• How to complete this task:
Exact copy, pictures excluded: reproduce every record below.

Top of Input material

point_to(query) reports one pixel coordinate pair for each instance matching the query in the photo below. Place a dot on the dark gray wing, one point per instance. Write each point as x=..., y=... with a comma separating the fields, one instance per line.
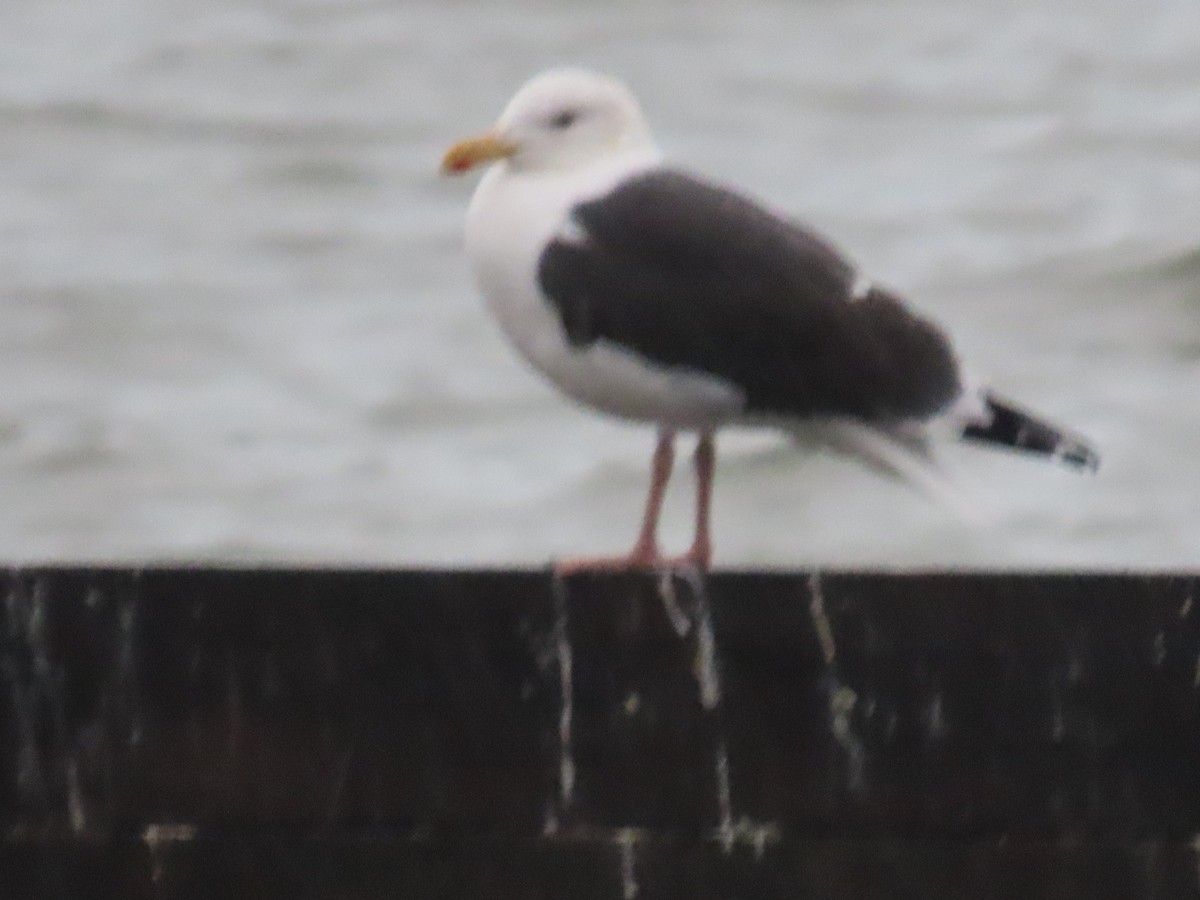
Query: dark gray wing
x=693, y=275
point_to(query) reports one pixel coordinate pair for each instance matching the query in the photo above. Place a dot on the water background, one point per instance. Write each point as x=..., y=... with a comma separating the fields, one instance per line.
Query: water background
x=238, y=324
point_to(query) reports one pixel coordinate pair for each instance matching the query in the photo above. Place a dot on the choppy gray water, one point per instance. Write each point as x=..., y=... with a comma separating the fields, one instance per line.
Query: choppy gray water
x=238, y=323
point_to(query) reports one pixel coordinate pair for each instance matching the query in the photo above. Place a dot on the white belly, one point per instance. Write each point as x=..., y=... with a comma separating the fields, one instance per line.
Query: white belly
x=504, y=249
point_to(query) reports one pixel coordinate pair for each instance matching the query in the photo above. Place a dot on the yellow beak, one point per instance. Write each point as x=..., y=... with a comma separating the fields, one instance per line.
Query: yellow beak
x=474, y=151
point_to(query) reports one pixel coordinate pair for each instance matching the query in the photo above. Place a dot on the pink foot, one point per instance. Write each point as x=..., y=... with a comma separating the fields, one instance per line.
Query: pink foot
x=641, y=559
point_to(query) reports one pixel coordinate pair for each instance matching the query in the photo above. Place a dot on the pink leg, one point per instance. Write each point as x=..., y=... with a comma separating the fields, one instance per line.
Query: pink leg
x=645, y=553
x=701, y=553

Bottom of Input material

• Output below:
point_to(query) reports one pixel coordinate pair for each instance matching the query in the photo below. Place a dot on the dark gray wing, one point per instance. Write each point as x=..., y=... with a comma separating the fields, one instance per line.
Query: dark gray wing
x=693, y=275
point_to(query) reports one pixel coordinate pair for each instance matching the query in the photo above. Place a dot on the water background, one point per instance. Write each point as x=..., y=... with a comma separating the fields, one instance per line.
Query: water background
x=238, y=324
point_to(query) reports one pixel coordinate pair for each instance matching the query in the photo above. Place a dot on the choppy gray water, one point per instance. Write each point as x=..., y=... with a comma separating the fields, one instance per line.
Query: choppy gray water
x=238, y=323
point_to(query) reports one pixel coordinate pair for each instance matching the query in the photo above. Place a dot on the white belly, one point per instance. Write each point as x=..., y=... with a comma separating the fields, one instance per line.
Query: white belly
x=504, y=249
point_to(query) reports one pixel coordinate pair for each instance matching the query in the photo above. Place a dot on the yellow beak, one point per instance. Write each point as x=..., y=... with a comma separating the fields, one instance per line.
Query: yellow beak
x=474, y=151
point_to(query) reports one pixel coordinate pair for each instance matching the query in the photo above. Place a dot on the pink foot, one point per instance. Write each point as x=..., y=... with a comma separating the fields, one instance per line.
Query: pink foot
x=641, y=559
point_to(query) reports one pixel coordinate pair for each instance matching the query in the photo above. Place a dot on the pink leg, one point per instance. Write each point as x=..., y=... with a comma separating the fields, one instance per line.
Query: pink leg
x=645, y=553
x=701, y=553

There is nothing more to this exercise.